═════ Dataset content ═════

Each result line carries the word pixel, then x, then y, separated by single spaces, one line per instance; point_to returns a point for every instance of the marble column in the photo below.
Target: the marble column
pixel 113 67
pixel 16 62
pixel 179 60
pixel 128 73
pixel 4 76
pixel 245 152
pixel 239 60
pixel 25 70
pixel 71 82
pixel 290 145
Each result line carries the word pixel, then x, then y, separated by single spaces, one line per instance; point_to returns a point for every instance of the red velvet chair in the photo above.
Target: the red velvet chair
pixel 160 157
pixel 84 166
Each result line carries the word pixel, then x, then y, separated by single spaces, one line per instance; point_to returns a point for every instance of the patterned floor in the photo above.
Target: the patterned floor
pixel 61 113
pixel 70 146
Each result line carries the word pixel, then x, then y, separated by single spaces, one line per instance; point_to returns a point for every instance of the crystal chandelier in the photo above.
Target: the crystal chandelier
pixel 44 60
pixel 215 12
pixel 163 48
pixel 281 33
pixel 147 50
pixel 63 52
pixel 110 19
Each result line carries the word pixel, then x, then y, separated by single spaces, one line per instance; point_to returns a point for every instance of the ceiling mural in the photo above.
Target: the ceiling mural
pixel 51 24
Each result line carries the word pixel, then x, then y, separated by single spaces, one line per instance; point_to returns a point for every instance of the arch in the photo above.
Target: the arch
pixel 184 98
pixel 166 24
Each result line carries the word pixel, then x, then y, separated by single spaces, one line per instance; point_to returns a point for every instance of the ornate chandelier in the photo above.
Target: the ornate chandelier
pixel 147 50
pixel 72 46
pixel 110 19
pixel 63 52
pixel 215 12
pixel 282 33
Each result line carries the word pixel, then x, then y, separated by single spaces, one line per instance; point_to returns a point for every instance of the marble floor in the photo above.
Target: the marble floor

═════

=== The request ===
Turn the listing above into a Markdown table with the columns Row and Line. Number each line in order and skip any blank lines.

=== Correct answer ===
| Row | Line |
|---|---|
| 1 | Each result line carries the word pixel, then x, then y, separated by single spaces, one line per instance; point_to returns a point for every instance of the marble column in the photo below. |
| 2 | Target: the marble column |
| 3 | pixel 113 67 |
| 4 | pixel 16 62 |
| 5 | pixel 179 60 |
| 6 | pixel 128 73 |
| 7 | pixel 4 76 |
| 8 | pixel 245 152 |
| 9 | pixel 239 60 |
| 10 | pixel 25 70 |
| 11 | pixel 71 82 |
| 12 | pixel 290 145 |
| 13 | Each result line carries the word pixel, then x, then y, separated by single spaces, one line per instance; point_to returns a point for every instance of the red velvet chair in the photo above. |
| 14 | Target: the red velvet chair |
| 15 | pixel 160 157 |
| 16 | pixel 84 166 |
| 17 | Each result line carries the word pixel, then x, then y, separated by single spaces, one line per instance; point_to returns a point for every instance of the patterned floor in the photo above. |
| 18 | Target: the patterned floor |
| 19 | pixel 61 113 |
| 20 | pixel 70 146 |
| 21 | Each result line carries the word pixel, then x, then y, separated by single spaces, one line per instance; point_to returns a point for every instance of the crystal chandelier in the photo above. |
| 22 | Target: the crystal chandelier |
| 23 | pixel 44 60 |
| 24 | pixel 215 12 |
| 25 | pixel 163 48 |
| 26 | pixel 281 33 |
| 27 | pixel 147 50 |
| 28 | pixel 63 52 |
| 29 | pixel 110 19 |
| 30 | Each result line carries the word pixel, then x, then y, separated by single spaces, one line per instance; point_to returns a point for every instance of the ceiling mural in the photo above. |
| 31 | Target: the ceiling mural |
| 32 | pixel 51 24 |
| 33 | Each result line carries the word pixel, then x, then y, separated by single spaces, one line per instance; point_to returns a point for every instance of the arch in the photo above. |
| 34 | Target: the arch |
| 35 | pixel 184 98 |
| 36 | pixel 166 24 |
| 37 | Each result line carries the word pixel, then x, then y, separated by single spaces, one line per instance; point_to returns a point for every instance of the ornate chandelier in the photo above. |
| 38 | Target: the ornate chandelier |
| 39 | pixel 147 50 |
| 40 | pixel 72 46 |
| 41 | pixel 110 19 |
| 42 | pixel 63 52 |
| 43 | pixel 215 12 |
| 44 | pixel 282 33 |
| 45 | Each result line carries the word pixel, then x, then y, separated by single spaces, one line per instance; point_to returns a point for every instance of the marble floor in the photo above. |
| 46 | Target: the marble floor |